__Task details__. Produce the listing below again, exactly as shown.

++++

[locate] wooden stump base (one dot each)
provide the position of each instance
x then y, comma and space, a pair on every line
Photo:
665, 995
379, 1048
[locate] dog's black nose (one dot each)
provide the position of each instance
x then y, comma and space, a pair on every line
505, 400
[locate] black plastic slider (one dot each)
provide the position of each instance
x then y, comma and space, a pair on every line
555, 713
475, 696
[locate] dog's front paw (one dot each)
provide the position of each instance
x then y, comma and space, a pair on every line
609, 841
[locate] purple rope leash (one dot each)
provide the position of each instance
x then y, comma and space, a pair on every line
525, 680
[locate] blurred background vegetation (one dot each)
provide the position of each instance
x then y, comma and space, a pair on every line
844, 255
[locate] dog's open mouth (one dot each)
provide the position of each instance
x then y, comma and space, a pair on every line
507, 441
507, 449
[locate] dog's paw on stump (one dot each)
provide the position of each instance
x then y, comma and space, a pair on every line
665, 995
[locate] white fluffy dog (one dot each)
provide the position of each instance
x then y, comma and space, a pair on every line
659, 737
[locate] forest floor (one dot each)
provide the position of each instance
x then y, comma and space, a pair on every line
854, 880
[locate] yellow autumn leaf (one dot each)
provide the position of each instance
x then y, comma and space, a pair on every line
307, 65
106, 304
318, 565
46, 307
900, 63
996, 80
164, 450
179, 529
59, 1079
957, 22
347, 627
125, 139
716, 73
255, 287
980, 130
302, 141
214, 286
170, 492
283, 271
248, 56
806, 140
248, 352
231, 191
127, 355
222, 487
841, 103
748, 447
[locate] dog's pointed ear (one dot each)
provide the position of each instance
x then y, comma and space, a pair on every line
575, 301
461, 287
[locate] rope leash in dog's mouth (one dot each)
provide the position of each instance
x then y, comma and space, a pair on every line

++++

__Task response__.
[locate] wooden stump base (one dot each)
provide the position of each instance
x then y, comma and space, a pair on every line
Photo:
665, 995
379, 1048
[locate] dog's black nose (one dot each)
provide the position of each instance
x then y, comma and space, a pair on every line
505, 400
[locate] black plastic slider (one dot each)
provide the position of each instance
x then y, comma and space, a pair on every line
555, 713
475, 696
[locate] dog's front paw (one dot each)
provide the position of each instance
x then y, comma and space, a pair on every line
609, 841
[locate] purple rope leash (one dot each)
provide the position of each instance
x then y, comma and space, a pair on every line
525, 680
[locate] blurred background vegetation (one dot each)
provide the position of each instance
x then y, comma and space, a pair on every line
844, 255
[locate] dog's open mouth (one dot each)
provide the position of each instance
x then y, comma and space, a pair on every line
507, 441
507, 449
[locate] dog's paw on stump (one dot each)
provide the position of each instance
x then y, comma and space, a pair on every line
665, 995
[locate] white fluffy dog (one dot each)
provide the position of each instance
x then y, comma and space, a pair on every line
659, 737
[locate] forest floor (one dot each)
provide the position of each instance
x then y, comma and space, a pair on every line
854, 880
[locate] yellow autumn leaf (one dot each)
provide the position of each instance
x then y, comma and space, a pair on every line
307, 65
106, 304
318, 565
46, 307
900, 63
996, 80
164, 450
179, 529
59, 1079
957, 22
347, 627
125, 139
716, 73
255, 287
980, 130
302, 141
214, 286
170, 492
283, 271
248, 56
806, 140
248, 352
231, 191
127, 355
222, 487
841, 103
748, 447
[locate] dog's pointed ear (one dot each)
provide the position of each instance
x then y, comma and space, a pair on every line
575, 301
461, 287
[locate] rope leash in dog's mouth (one dot each)
provide the position of each instance
x then y, comma and space, a pair on every line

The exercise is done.